▶ [Problem to work on] Can you write out all the records again, renaming every "Query" to "Target" and leaving everything else unchanged?

▶ [Material for this task]
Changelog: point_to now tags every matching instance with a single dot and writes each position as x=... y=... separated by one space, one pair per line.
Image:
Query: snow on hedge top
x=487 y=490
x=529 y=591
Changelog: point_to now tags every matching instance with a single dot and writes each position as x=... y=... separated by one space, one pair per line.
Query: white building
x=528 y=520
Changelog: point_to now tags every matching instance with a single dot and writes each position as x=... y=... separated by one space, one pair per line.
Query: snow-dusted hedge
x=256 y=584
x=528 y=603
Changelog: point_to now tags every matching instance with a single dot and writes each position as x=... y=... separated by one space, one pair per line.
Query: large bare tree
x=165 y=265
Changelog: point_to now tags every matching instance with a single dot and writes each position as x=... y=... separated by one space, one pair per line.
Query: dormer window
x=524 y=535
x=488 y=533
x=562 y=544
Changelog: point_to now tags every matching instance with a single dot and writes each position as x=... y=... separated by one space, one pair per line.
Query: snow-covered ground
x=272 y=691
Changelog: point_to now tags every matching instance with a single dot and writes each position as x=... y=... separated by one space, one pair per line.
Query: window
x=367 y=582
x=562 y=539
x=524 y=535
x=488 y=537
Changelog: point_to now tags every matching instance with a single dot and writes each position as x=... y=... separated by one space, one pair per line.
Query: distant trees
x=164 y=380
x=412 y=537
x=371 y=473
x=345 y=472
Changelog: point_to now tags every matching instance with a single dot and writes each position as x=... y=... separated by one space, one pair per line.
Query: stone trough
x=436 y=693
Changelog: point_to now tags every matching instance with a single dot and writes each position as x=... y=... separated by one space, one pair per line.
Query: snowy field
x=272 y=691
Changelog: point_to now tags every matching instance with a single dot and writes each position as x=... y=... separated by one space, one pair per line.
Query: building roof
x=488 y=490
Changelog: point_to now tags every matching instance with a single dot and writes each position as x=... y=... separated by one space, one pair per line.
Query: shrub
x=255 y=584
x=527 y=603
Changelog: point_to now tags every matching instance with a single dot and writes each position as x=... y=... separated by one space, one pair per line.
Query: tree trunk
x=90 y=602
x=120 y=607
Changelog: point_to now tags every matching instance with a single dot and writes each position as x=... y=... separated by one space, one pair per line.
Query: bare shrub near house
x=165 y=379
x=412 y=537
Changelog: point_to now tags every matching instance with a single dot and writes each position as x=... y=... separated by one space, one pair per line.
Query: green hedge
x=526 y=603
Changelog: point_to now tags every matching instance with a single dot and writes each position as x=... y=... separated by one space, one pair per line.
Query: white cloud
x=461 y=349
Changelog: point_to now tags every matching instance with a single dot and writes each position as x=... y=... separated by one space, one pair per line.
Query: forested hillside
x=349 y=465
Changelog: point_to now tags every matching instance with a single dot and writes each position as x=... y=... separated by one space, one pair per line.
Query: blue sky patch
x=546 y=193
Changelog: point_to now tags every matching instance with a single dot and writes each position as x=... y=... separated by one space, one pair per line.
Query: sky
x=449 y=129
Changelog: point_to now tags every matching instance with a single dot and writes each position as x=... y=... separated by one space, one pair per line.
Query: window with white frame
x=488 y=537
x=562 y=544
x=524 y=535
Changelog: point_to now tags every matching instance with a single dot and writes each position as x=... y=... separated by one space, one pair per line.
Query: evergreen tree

▶ [The output]
Changelog: point_to now tags every matching instance with a single dot and writes each position as x=... y=... separated by one space, one pair per line.
Image:
Target: snow on hedge top
x=487 y=490
x=529 y=591
Changelog: point_to now tags every matching instance with a single dot and writes each position as x=... y=... separated by one space, one pair per line.
Target: white building
x=528 y=520
Changelog: point_to now tags every matching instance with a single dot and writes each position as x=... y=... separated by one space, one pair per line.
Target: snow-dusted hedge
x=256 y=584
x=528 y=603
Changelog: point_to now tags every matching instance with a single dot and writes each position as x=... y=... separated by one space, one pair per line.
Target: large bare tree
x=165 y=265
Changelog: point_to now tags every matching instance with a single dot and writes each position as x=... y=... separated by one space, one pair per line.
Target: dormer window
x=524 y=535
x=488 y=533
x=562 y=544
Changelog: point_to now tags every matching instance with a single dot and writes each position as x=... y=... separated by one space, one pair per line.
Target: snow-covered ground
x=272 y=691
Changelog: point_to now tags every matching instance with a single dot and writes each position as x=... y=... separated by one space, one pair per line.
Target: window
x=367 y=582
x=562 y=539
x=524 y=535
x=488 y=537
Changelog: point_to now tags every matching instance with a single dot and writes each position as x=... y=... separated by one space, one pair per line.
Target: distant trees
x=164 y=380
x=412 y=537
x=371 y=473
x=345 y=472
Changelog: point_to now tags every matching instance with a single dot and writes each position as x=... y=... separated by one space, one pair per line.
Target: stone trough
x=436 y=693
Changelog: point_to now tags every matching instance with a single dot and writes each position as x=... y=... separated by one space, one pair per line.
Target: snowy field
x=272 y=691
Changelog: point_to now tags every matching instance with a single dot and writes each position as x=... y=... separated by one space, one pair per line.
Target: building roof
x=488 y=490
Changelog: point_to now tags every matching instance with a single dot and writes each position as x=... y=... separated by one space, one pair per line.
Target: shrub
x=255 y=584
x=527 y=603
Changelog: point_to now tags every matching instance with a single dot and writes each position as x=... y=... separated by one space, one pair per line.
Target: tree trunk
x=90 y=602
x=120 y=607
Changelog: point_to now tags every matching instance with a single dot and writes each position as x=... y=... separated by one space, one pair per line.
Target: bare shrub near house
x=165 y=379
x=412 y=537
Changelog: point_to now tags every matching instance with a single dot and writes each position as x=... y=... separated by one space, one pair per line.
Target: green hedge
x=526 y=603
Changelog: point_to now tags every matching instance with a single dot and writes each position as x=... y=... separated by one space, one pair per line.
Target: white cloud
x=461 y=349
Changelog: point_to now tags every matching instance with a single dot and writes each position as x=... y=... separated by one space, one pair per line.
Target: forested hillside
x=349 y=465
Changelog: point_to now tags every matching instance with a single dot and writes each position as x=... y=... separated by one space, one pair per line.
Target: blue sky patch
x=546 y=193
Changelog: point_to now tags every matching instance with a single dot and writes each position as x=... y=... separated by one space, one pair per line.
Target: sky
x=449 y=129
Changelog: point_to now tags every matching instance with a single dot and writes each position as x=... y=... separated by one space, one pair per line.
Target: window with white frame
x=488 y=537
x=562 y=544
x=524 y=535
Changelog: point_to now tags every matching instance with a single dot and writes each position as x=... y=... separated by one space, one pair per line.
Target: evergreen tree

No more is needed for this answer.